EXCERPTED TEXT start
Unity 5 Mobile Water Shader

Unity 5 Mobile Water Shader, as for me enough cheap with a good set of possible effects.

Shader "Water\MobileWater" {
Properties{
_WaterContrast("Water Contrast", Range(0, 1)) = 0.3
_WaterSpeed("Water Speed", Range(0.01, 2)) = 0.4
_WaterDepth("WaterDepth", Range(0, 1)) = 0.3
_WaterTile("Water Tile", Range(1, 10)) = 2.5
_WaveNormal("Wave Normal", 2D) = "bump" {}
_SpecularGloss("Specular Gloss", Range(0.5, 20)) = 1.5
_SpecularPower("Specular Power", Range(0, 2)) = 0.5
_WaveWind("Wave Wind", Range(0, 1)) = 0.5
_WaveSpeed("Wave Speed", Range(0.01, 1)) = 0.4
_WaveHeight("Wave Height", Range(0, 50)) = 0.5
_WaveTile1("Wave Tile X", Range(10, 500)) = 400
_WaveTile2("Wave Tile Y", Range(10, 500)) = 400
_CoastColor("Coast Color", COLOR) = (0.17647, 0.76863, 0.82353, 1)
_CoastDepth("Coast Depth", COLOR) = (0, 1.0, 0.91373, 1)
_OceanColor("Ocean Color", COLOR) = (0.03529, 0.24314, 0.41961, 1)
_OceanDepth("Ocean Depth", COLOR) = (0.25098, 0.50980, 0.92549, 1)
_IslandMask("Island Mask", 2D) = "white" {}
_FoamDiffuse("Foam texture", 2D) = "white" {}
_FoamTileX("Foam Tile X", Range(0, 2.0)) = 0.5
_FoamTileY("Foam Tile Y", Range(0, 2.0)) = 0.5

}
SubShader{
Tags{ "LightMode" = "ForwardBase" }
Pass{
Blend SrcAlpha OneMinusSrcAlpha
CGPROGRAM
#include "UnityCG.cginc"
EXCERPTED TEXT end
DATA SHOWN start
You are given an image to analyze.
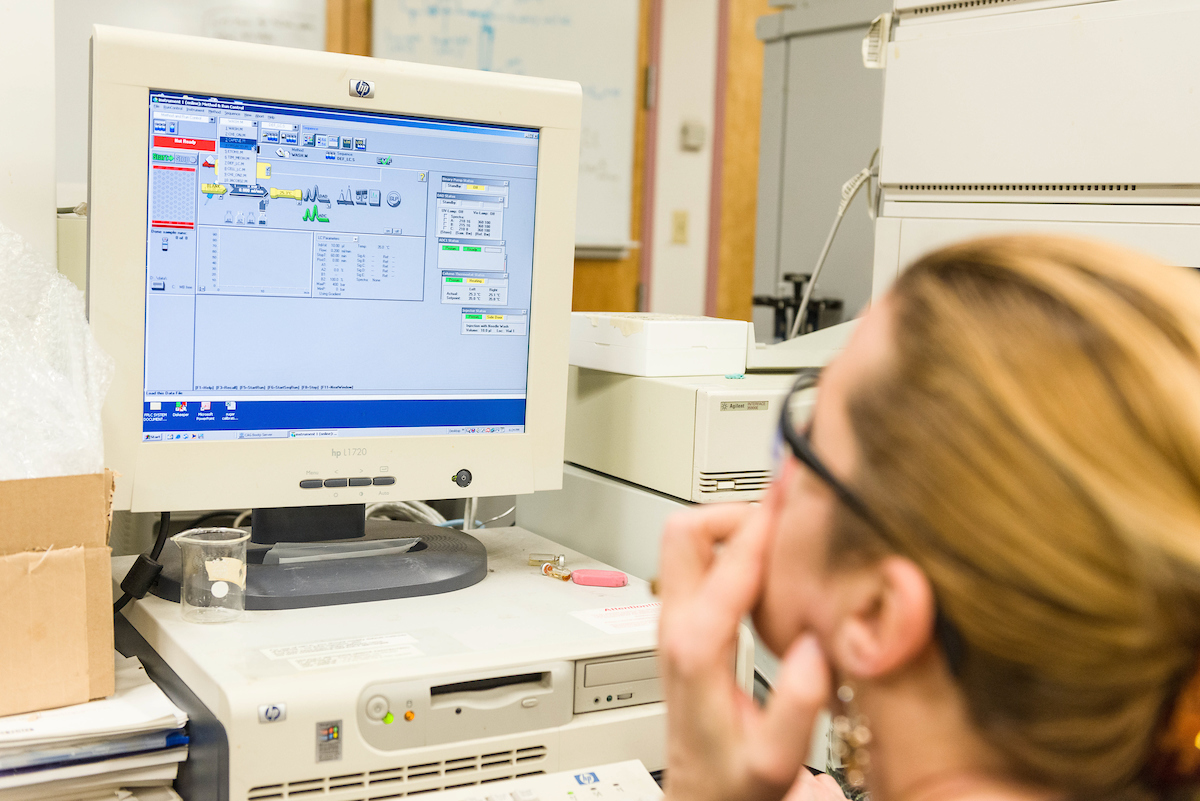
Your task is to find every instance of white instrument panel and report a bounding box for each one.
[425,759,662,801]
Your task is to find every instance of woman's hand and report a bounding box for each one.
[659,474,840,801]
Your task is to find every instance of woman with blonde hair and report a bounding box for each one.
[660,236,1200,801]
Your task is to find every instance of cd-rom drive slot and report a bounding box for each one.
[575,651,662,715]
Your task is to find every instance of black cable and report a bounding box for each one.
[192,510,241,529]
[113,512,170,614]
[150,512,170,560]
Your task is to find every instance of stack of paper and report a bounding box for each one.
[0,655,187,801]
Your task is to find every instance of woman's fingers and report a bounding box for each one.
[749,634,830,783]
[659,504,751,608]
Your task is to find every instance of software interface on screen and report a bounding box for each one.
[143,92,538,441]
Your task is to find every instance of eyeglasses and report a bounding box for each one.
[779,369,890,532]
[779,368,966,676]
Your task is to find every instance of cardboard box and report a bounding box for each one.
[0,471,114,716]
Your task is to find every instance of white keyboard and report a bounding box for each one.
[421,759,662,801]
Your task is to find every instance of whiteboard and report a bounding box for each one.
[372,0,637,258]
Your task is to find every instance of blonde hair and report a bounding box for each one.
[835,236,1200,795]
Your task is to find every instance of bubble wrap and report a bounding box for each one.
[0,224,113,481]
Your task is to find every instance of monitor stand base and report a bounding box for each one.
[151,520,487,609]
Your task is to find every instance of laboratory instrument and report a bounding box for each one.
[864,0,1200,287]
[403,759,662,801]
[564,365,806,510]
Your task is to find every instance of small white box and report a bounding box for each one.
[571,312,750,377]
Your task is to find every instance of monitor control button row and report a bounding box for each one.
[300,476,396,489]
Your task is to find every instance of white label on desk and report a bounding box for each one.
[288,645,425,670]
[263,634,416,660]
[571,603,662,634]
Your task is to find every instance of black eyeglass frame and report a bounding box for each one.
[779,369,892,532]
[779,368,966,676]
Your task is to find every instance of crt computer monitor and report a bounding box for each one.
[88,26,581,522]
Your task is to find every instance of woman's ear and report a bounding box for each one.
[832,556,935,679]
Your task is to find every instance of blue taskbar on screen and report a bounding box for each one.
[142,398,526,442]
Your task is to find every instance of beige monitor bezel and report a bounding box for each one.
[88,25,582,511]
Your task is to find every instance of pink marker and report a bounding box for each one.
[571,570,629,586]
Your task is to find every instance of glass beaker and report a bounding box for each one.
[172,528,250,624]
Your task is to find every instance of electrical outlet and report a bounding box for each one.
[671,209,688,245]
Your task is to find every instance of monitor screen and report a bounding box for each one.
[142,91,539,442]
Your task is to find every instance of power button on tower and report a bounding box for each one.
[367,695,388,721]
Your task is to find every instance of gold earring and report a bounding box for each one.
[833,685,871,789]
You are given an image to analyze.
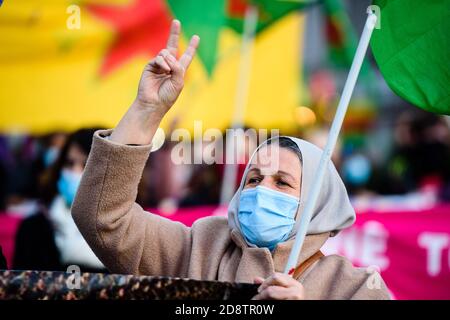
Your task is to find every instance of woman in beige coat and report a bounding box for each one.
[72,21,389,299]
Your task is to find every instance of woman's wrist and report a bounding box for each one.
[110,100,164,145]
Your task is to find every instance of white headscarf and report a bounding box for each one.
[228,137,356,247]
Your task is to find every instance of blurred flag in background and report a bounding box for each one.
[0,0,304,133]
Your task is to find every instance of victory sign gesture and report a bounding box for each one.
[111,20,200,144]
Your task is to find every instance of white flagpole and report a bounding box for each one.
[220,5,258,205]
[284,10,377,274]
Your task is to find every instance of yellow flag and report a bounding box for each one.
[0,0,304,133]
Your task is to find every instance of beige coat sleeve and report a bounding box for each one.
[72,130,192,277]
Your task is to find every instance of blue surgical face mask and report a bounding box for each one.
[58,169,82,207]
[238,186,299,250]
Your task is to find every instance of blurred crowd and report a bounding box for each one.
[0,108,450,271]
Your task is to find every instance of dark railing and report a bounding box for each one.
[0,270,257,300]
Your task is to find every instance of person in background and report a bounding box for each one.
[0,246,8,270]
[13,129,104,271]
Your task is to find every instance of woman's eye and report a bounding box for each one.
[277,180,289,187]
[248,178,261,184]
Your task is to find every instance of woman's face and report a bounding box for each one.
[244,144,302,197]
[64,144,87,173]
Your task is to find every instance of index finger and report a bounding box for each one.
DATA SHOWN end
PARTS OF THE EXERCISE -
[a] Starting at the line of the records that contains "Your task is to find every instance of eyeglasses" and ending at the line that contains "[300,476,396,489]", substitute "chalkboard" for "whiteboard" and output only those lines, otherwise unchanged.
[b] Resume the Unity mobile water shader text from where it stops.

PER-TASK OUTPUTS -
[a]
Your task is to find every instance of eyeglasses and report a bounding box for each one.
[779,369,890,532]
[779,368,966,676]
Your task is to find every instance of cardboard box and report a bounding box for each one.
[0,471,114,716]
Your task is to find every instance of white keyboard and report a bounding box for each one.
[421,759,662,801]
Your task is to find every instance of chalkboard and report a bounding box for each one.
[372,0,637,258]
Your task is to find every instance of blonde hair and report a bounding box for each one.
[835,236,1200,795]
Your task is to find every instance of bubble wrap and report a bounding box for each one.
[0,224,113,481]
Your task is to find every instance of monitor stand base and report a bounding box for each one.
[151,520,487,609]
Your task is to find every instance of laboratory instrument and report a bounding box for each one.
[864,0,1200,287]
[403,759,662,801]
[564,365,806,510]
Your task is to find every instance of small white box and report a bounding box for each one.
[571,312,750,377]
Your task is to find every instance of monitor control button row and report a bounding box for each one.
[300,476,396,489]

[b]
#pragma vertex vert 
#pragma fragment frag 
#pragma target 2.0

uniform sampler2D _FoamDiffuse,_IslandMask,_WaveNormal;
uniform float _WaveHeight,_WaterContrast,_WaveTile1,_WaveTile2,_WaterTile,_FoamTileX,_FoamTileY,_WaveWind,_WaterDepth,_WaveSpeed,_WaterSpeed,_SpecularGloss,_SpecularPower;
uniform float4 _Normal,_IslandFoam, _CoastColor, _CoastDepth, _OceanColor, _OceanDepth;

float4 costMaskF(float2 posUV){ return tex2Dlod(_IslandMask, float4(posUV,1.0,1.0));}

struct vertexOutput {
float4 pos : SV_POSITION;
float3 _Color : TEXCOORD0;
float3 _Depth : TEXCOORD1;
float4 _Normal : TEXCOORD2;
float4 _IslandFoam : TEXCOORD3;
};

vertexOutput vert(appdata_base a)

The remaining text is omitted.